▸ **Records supplied**

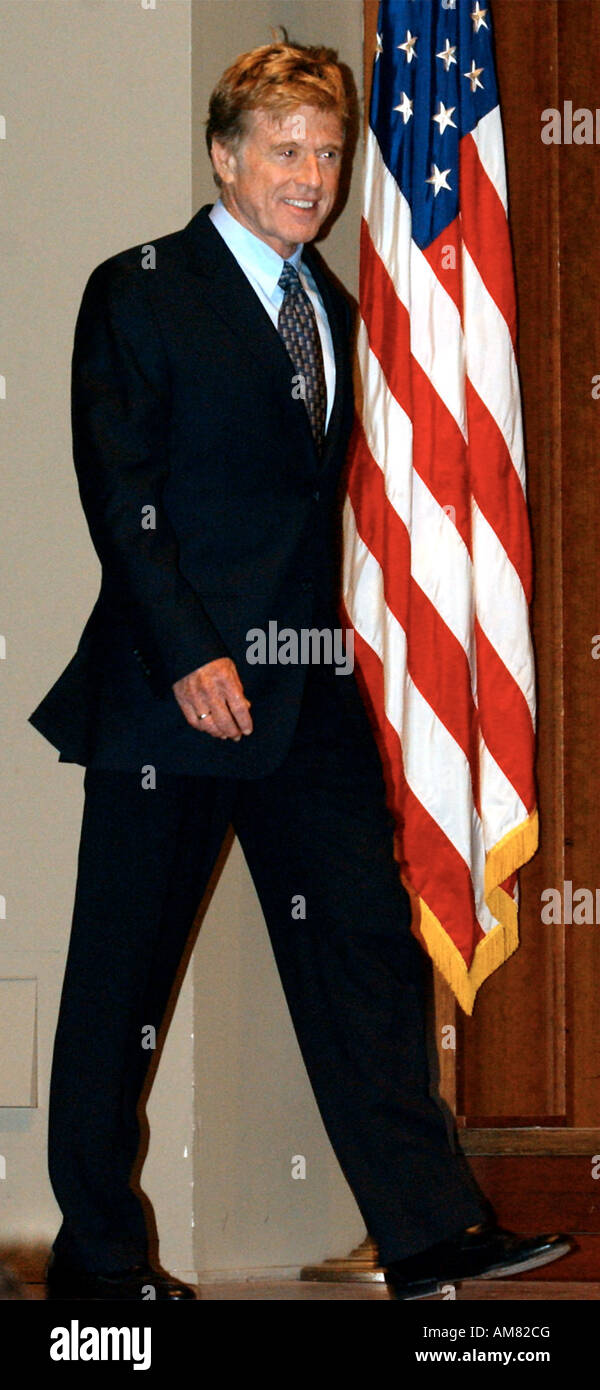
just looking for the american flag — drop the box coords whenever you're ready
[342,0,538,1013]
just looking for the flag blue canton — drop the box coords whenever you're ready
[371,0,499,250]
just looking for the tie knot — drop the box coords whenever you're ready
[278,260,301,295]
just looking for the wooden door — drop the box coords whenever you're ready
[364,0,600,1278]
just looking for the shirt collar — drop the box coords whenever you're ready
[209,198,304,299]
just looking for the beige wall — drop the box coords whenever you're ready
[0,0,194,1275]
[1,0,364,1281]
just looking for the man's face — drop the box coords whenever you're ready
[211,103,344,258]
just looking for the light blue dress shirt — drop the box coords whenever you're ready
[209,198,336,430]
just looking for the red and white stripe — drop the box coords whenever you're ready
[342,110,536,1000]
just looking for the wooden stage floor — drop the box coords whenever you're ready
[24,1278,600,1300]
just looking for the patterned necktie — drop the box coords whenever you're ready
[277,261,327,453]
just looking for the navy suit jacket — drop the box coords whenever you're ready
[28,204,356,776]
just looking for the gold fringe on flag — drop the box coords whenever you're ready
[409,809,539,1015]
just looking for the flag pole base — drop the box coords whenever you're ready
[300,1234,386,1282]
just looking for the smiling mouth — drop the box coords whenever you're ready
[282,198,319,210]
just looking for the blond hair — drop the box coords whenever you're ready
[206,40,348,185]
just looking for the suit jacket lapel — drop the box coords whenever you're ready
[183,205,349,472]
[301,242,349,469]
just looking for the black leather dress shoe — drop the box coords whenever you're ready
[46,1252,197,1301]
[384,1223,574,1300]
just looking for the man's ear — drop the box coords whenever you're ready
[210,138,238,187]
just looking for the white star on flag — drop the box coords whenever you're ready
* * *
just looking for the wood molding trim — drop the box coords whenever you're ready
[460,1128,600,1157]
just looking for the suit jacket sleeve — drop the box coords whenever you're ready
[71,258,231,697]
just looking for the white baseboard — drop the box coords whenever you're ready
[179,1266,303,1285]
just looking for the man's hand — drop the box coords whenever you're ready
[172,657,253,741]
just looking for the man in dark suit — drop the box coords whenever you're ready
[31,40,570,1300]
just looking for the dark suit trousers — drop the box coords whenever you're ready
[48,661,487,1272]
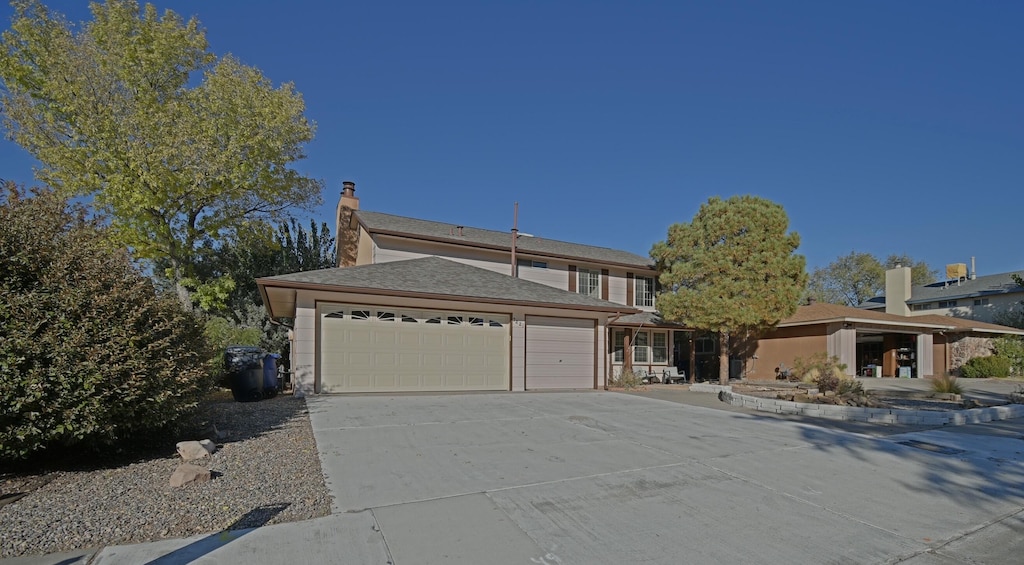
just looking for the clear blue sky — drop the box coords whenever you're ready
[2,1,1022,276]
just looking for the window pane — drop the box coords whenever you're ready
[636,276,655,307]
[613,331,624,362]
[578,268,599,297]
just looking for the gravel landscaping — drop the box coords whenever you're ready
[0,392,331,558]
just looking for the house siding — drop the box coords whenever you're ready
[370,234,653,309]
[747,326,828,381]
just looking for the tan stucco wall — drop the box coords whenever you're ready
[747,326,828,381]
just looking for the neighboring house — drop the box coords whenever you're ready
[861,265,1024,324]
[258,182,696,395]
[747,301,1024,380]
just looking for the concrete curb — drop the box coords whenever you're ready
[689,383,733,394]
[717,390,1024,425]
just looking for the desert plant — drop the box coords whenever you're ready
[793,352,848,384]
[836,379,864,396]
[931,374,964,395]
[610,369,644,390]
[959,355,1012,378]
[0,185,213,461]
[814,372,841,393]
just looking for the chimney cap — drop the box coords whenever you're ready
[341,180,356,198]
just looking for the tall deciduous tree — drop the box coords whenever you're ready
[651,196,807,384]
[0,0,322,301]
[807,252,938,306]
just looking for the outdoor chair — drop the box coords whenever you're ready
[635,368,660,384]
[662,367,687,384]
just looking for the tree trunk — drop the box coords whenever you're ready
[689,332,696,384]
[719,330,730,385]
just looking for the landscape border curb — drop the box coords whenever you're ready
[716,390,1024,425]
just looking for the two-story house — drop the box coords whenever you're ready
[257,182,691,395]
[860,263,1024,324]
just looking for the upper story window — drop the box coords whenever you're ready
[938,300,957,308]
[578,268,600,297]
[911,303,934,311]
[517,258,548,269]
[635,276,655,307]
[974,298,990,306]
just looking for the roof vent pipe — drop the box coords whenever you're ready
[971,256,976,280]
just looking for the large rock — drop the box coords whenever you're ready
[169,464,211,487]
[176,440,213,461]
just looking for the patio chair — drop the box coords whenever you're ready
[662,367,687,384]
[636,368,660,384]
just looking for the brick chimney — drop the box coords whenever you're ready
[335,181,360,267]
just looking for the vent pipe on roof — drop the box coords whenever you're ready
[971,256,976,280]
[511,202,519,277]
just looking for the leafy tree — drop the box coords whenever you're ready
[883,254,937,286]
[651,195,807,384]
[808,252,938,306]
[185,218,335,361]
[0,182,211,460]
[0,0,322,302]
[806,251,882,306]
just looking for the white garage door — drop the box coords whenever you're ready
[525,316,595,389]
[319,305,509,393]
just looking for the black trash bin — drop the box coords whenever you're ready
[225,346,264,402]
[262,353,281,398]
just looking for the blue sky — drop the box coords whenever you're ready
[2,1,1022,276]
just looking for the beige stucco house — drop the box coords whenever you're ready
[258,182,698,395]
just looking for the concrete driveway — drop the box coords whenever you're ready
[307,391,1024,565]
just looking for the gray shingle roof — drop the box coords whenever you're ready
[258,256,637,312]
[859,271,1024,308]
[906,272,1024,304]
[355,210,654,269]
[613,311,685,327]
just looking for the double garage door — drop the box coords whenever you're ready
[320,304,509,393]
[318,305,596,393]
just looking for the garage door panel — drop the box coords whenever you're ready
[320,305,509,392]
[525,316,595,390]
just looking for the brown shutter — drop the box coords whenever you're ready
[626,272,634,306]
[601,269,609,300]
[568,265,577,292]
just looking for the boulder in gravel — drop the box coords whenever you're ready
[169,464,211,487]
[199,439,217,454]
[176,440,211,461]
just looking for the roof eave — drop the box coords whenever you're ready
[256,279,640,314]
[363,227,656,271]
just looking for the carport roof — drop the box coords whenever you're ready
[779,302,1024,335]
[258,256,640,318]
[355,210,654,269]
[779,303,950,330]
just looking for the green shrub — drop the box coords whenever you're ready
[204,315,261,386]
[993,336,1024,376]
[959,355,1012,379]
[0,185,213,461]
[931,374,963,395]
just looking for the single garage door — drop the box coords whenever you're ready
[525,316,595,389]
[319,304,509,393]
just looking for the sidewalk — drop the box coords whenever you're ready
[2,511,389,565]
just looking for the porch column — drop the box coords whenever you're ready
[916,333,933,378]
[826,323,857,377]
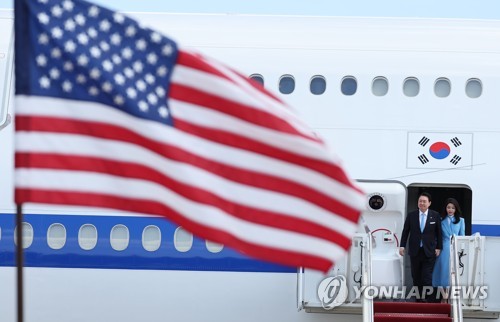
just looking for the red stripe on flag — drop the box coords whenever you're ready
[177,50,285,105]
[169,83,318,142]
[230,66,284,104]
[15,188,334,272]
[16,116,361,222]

▸ **Problem to solve**
Using the listing above, copy exactly the line that contains "just looking for the smiling", the line that contains "just looking for the white star", and each line that falls between them.

▸ **Answer box**
just looking for the smiling mouth — drop the box coords whenever you're ready
[282,198,319,210]
just looking for the blond hair — drop the box coords whenever you're ready
[206,40,348,185]
just looking for the suit jacket lapel — drop the box coords whenever you're ready
[183,205,349,472]
[301,242,349,469]
just looking for the black leather dress shoe — drop the box coords whenever you're ready
[46,1252,197,1301]
[384,1223,574,1300]
just looking for the man's ear — drop the box coords whenever you're ready
[210,138,238,187]
just looking for the white star on flag — drop the box coords whenever you're ready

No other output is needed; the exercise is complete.